Passage provided:
++++

Thomas Keegan, retired from the Greenwich force, said he presented an affidavit in 1976 to the prosecutor’s office seeking the arrest of Thomas Skakel on murder charges in the beating death of Martha Moxley.
Prosecutors rejected the request, saying there was not enough evidence to establish probable cause, said Keegan, who was a police captain at the time and a lead investigator in the case.
Moxley was beaten to death with a golf club on Oct. 30, 1975. Michael Skakel was also 15 at the time. Thomas Skakel was 17. The brothers are nephews of Robert F. Kennedy’s widow, Ethel.
Now 41, Michael Skakel was indicted in January 2000 by a judge sitting as a one-man grand jury. If convicted, he could face life in prison.
Defense attorney Michael Sherman asked Keegan if he believed there was enough evidence to charge Thomas Skakel with the crime.
“You wouldn’t just sign [the warrant] willy-nilly?” Sherman asked.
“It would not be a frivolous thing,” Keegan responded.
Thomas Skakel was an early focus of the investigation along with Kenneth Littleton, a tutor at the Skakel home. Authorities are basing the case against Michael Skakel on admissions he allegedly made years after the murder.
Keegan said he never applied for an arrest warrant for Littleton and had no idea what has happened in the investigation since he retired in 1986.
The testimony was allowed over the objections of prosecutor Jonathan Benedict, who said prosecutors have filed a motion seeking to limit the ability of the defense to suggest a third party committed the murder.
Benedict downplayed the warrant request. He said it simply indicated that at some point at least one police officer thought there was evidence against Thomas Skakel, who was the last person seen with Moxley.
Also Wednesday, jurors passed around a shoe Moxley was wearing the night of the murder. The word “Tom” was written on the shoe.
“That name was present when the shoe was taken from the victim,” Keegan testified.
The case went unsolved for years, leading to suspicions that wealth, privilege and the Kennedy connection somehow had protected Skakel. The slaying regained attention after several books were written about it.
Moxley’s body was discovered beneath a tree on the family’s Greenwich property. She had been beaten with a golf club that investigators matched to a set in the Skakel household.

++++

Problem 1: Please put the lines of the records below, from the line with "Please trace the outline of every instance of the <item>young" up to and including the line with "9 22 L 14 23", into a Markdown table with the columns Row and Line, numbering each row and leaving out blank lines.

++++

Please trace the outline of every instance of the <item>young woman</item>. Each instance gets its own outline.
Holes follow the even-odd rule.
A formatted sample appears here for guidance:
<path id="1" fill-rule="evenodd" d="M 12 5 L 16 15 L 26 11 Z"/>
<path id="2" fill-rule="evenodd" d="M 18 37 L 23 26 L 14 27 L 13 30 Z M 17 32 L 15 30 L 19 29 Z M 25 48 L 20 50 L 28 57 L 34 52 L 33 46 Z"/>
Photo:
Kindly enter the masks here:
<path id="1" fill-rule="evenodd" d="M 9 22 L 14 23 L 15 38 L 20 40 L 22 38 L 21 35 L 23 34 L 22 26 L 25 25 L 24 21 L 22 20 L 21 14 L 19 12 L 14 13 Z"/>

++++

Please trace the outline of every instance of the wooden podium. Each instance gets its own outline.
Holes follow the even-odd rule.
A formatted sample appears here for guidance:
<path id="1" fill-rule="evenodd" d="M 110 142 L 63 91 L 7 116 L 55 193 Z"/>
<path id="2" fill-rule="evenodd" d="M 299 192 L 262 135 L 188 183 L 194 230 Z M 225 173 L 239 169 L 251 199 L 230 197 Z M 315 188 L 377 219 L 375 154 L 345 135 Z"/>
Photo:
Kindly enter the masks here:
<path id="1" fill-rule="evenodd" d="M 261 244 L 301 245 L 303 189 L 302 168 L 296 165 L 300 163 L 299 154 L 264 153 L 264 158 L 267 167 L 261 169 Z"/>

++++

Problem 2: For each statement, say yes or no as to whether the article on the Moxley case agrees, and quote the deciding words from it: (a) Keegan retired in 1986. (b) Keegan applied for an arrest warrant for Kenneth Littleton. (c) The word "Tom" was written on a shoe Moxley wore the night of the murder.

Reply 1:
| Row | Line |
|---|---|
| 1 | Please trace the outline of every instance of the <item>young woman</item>. Each instance gets its own outline. |
| 2 | Holes follow the even-odd rule. |
| 3 | A formatted sample appears here for guidance: |
| 4 | <path id="1" fill-rule="evenodd" d="M 12 5 L 16 15 L 26 11 Z"/> |
| 5 | <path id="2" fill-rule="evenodd" d="M 18 37 L 23 26 L 14 27 L 13 30 Z M 17 32 L 15 30 L 19 29 Z M 25 48 L 20 50 L 28 57 L 34 52 L 33 46 Z"/> |
| 6 | Photo: |
| 7 | Kindly enter the masks here: |
| 8 | <path id="1" fill-rule="evenodd" d="M 9 22 L 14 23 L 15 38 L 20 40 L 22 38 L 21 35 L 23 34 L 22 26 L 25 25 L 24 21 L 22 20 L 21 14 L 19 12 L 14 13 Z"/> |

Reply 2:
(a) Yes: "since he retired in 1986"
(b) No: "he never applied for an arrest warrant for Littleton"
(c) Yes: "The word “Tom” was written on the shoe."